Task directions
Can you transcribe every entry word for word, skipping the images?

━━━━━ Listed records

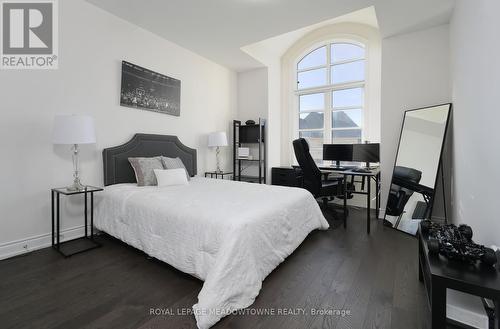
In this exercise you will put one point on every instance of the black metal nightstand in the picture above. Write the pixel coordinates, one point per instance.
(78, 245)
(215, 174)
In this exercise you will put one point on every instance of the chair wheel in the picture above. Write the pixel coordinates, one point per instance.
(433, 245)
(489, 257)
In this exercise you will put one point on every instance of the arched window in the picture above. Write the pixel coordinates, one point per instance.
(330, 90)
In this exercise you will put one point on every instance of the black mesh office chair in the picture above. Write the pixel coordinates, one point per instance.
(399, 196)
(325, 190)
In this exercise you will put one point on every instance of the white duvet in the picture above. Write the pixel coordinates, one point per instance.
(229, 234)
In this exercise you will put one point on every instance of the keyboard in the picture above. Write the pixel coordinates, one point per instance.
(362, 170)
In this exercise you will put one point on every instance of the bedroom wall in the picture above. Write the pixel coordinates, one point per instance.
(92, 45)
(252, 95)
(415, 73)
(252, 105)
(476, 77)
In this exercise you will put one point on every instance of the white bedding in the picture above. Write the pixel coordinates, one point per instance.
(229, 234)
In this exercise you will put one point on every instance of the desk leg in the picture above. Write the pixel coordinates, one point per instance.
(92, 215)
(497, 313)
(345, 201)
(438, 304)
(58, 228)
(86, 211)
(368, 206)
(377, 196)
(52, 207)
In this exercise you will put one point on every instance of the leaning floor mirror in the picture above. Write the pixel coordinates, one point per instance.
(418, 161)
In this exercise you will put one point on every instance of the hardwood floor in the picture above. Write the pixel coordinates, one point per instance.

━━━━━━━━━━

Result below
In this exercise you will put one point on every instance of the black metal nightstand in the picture above. Write the pixel coordinates, one point per instance.
(78, 245)
(215, 174)
In this exercise you will put one point on every instance of the chair wheel in the picture above. Write the pixel coordinates, one point per instance.
(433, 245)
(489, 257)
In this exercise you will put one point on every instance of the arched window in the picture above. Write the pixel coordinates, one point per instance.
(330, 90)
In this exercise you will put one point on every instance of the black mesh office chair in the picture above. Write the pixel coordinates, one point per instance.
(399, 196)
(325, 190)
In this exercise you will put one point on every instance of the white duvet in the picture above. Write the pixel coordinates, one point per instance.
(229, 234)
In this exercise you will put one point on every instance of the keyboard in the picture above. Write the pixel coordinates, one point per instance.
(362, 170)
In this exercise you will put one point on every instance of the bedroom wall in the picture above. Write the pixel coordinates, one point per instance.
(92, 45)
(252, 95)
(415, 73)
(252, 105)
(476, 77)
In this exercise you will put one point on every instance of the white bedding in the picture above. Write the pixel coordinates, one point per instance.
(229, 234)
In this exercise you will put one point on every instance of the desk leg in the picture above. Write the pixel coordinates, one point per instance.
(92, 215)
(497, 313)
(345, 201)
(438, 304)
(58, 228)
(86, 211)
(368, 206)
(377, 196)
(52, 207)
In this exercise you will put one point on every instance of the leaning floor mirror in the picture above. Write the pixel coordinates, one point per instance.
(418, 161)
In this exercise you will put one point on every instance of the hardwood floor in the picture above. Write the pixel coordinates, one point per instance.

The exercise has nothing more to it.